- _Exercise a_:
In the Cloudera Search install notes, what value was the Sentry Service set to under the Solr configuration?

Category Archives: Hue

Cloudera Search (Solr) install steps

The following steps are used to install Cloudera Search which is based on Apache Solr.

Environment:

Cloudera CDH 5.12.x

solr-spec 4.10.3

Deploying Cloudera Search

Cloudera Search (powered by Apache Solr) is included in CDH 5. If you have installed CDH 5.0 or higher, you do not need to perform any additional actions to install Search.

When you deploy Cloudera Search, SolrCloud partitions your data set into multiple indexes and processes, and uses ZooKeeper to simplify management, which results in a cluster of coordinating Apache Solr servers.

For Cloudera Manager installations, if you have not yet added the Solr service to your cluster, do so now from the Cloudera Manager->Home->Add Service dropdown.  The Add a Service wizard automatically configures and initializes the Solr service.

Select the hosts in the next screen in CMgr where you want to deploy the SOLR servers. I selected two hosts which also had zookeeper running on them. Keep the default Zookeeper Znode /solr and HDFS Data Dirfectory /solr in the next screen.

However while running the add service got an error that “Sentry requires that authentication be turned on for Solr.”

Clicked back on the page and this time removed the dependency of Sentry and only kept HDFS and Zookeeper. And also in another browser went to the Cloudera Manager->Solr–>configuration and set Sentry Service to None. After that retried the install and it ran successfully.

- _Exercise b_:
Copy the listing below verbatim, starting at the line containing "Target: small marble statue" and ending with the final line of the listing.

- _Stored data_:
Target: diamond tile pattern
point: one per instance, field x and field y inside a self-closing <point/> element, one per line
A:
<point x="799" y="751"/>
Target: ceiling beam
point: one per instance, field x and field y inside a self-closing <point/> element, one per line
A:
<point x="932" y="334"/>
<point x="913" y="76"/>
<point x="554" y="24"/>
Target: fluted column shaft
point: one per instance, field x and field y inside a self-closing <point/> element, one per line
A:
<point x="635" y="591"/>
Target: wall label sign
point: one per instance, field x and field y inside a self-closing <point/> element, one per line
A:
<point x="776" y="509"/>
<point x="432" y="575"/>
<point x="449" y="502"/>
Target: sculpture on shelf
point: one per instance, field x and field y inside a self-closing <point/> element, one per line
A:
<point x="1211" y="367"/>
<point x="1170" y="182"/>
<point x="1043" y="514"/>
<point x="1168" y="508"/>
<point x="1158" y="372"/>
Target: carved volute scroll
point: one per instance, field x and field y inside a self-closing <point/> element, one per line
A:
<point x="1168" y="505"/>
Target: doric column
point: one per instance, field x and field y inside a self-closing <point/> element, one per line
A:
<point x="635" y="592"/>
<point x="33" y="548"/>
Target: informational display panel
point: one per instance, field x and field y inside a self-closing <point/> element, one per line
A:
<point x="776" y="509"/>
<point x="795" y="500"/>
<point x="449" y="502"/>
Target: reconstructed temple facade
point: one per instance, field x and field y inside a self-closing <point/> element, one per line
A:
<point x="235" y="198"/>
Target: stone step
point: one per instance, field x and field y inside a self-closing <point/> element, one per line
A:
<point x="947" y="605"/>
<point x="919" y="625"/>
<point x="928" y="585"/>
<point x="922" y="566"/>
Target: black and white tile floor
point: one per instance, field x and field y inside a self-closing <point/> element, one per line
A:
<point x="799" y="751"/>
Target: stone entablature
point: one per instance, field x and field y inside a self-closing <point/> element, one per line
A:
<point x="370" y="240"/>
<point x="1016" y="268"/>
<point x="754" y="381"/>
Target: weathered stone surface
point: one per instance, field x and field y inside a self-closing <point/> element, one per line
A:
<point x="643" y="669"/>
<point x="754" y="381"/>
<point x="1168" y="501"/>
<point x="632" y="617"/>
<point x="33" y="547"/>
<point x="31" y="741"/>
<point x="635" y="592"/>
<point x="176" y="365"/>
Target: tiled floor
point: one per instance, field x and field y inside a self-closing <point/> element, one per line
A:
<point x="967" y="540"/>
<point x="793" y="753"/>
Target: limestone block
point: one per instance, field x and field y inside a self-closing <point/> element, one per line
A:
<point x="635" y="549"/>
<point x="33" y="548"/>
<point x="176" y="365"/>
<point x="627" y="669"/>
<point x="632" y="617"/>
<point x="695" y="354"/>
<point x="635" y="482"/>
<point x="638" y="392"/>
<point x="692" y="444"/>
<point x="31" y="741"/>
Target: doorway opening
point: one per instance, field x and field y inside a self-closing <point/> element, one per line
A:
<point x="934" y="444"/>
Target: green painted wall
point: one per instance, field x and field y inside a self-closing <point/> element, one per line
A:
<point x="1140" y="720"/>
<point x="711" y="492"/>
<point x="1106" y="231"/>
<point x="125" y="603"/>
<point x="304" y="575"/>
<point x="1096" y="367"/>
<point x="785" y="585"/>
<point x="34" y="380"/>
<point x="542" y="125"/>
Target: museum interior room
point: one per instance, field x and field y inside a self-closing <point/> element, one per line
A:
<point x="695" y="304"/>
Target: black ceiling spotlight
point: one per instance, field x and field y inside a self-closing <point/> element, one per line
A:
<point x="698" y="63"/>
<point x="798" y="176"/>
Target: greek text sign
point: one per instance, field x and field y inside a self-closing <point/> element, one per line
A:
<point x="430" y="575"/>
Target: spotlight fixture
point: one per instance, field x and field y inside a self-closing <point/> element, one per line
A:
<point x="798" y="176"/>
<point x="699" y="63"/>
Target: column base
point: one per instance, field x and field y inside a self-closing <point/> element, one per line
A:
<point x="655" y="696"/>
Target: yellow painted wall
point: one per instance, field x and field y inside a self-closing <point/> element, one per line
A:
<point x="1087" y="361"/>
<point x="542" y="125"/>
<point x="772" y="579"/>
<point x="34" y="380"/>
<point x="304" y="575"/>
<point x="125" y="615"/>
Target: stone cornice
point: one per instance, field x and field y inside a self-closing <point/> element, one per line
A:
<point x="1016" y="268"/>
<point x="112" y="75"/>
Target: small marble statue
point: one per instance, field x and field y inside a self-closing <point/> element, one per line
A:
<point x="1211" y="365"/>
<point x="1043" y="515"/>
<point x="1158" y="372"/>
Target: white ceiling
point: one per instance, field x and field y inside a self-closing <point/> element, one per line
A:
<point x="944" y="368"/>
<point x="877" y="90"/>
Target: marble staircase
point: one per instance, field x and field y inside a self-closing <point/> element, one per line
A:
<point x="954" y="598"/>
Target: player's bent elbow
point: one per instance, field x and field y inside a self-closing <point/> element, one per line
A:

- _Solution a_:
None.

- _Solution b_:
Target: small marble statue
point: one per instance, field x and field y inside a self-closing <point/> element, one per line
A:
<point x="1211" y="365"/>
<point x="1043" y="515"/>
<point x="1158" y="372"/>
Target: white ceiling
point: one per instance, field x and field y inside a self-closing <point/> element, one per line
A:
<point x="944" y="368"/>
<point x="877" y="90"/>
Target: marble staircase
point: one per instance, field x and field y inside a self-closing <point/> element, one per line
A:
<point x="954" y="598"/>
Target: player's bent elbow
point: one per instance, field x and field y inside a self-closing <point/> element, one per line
A:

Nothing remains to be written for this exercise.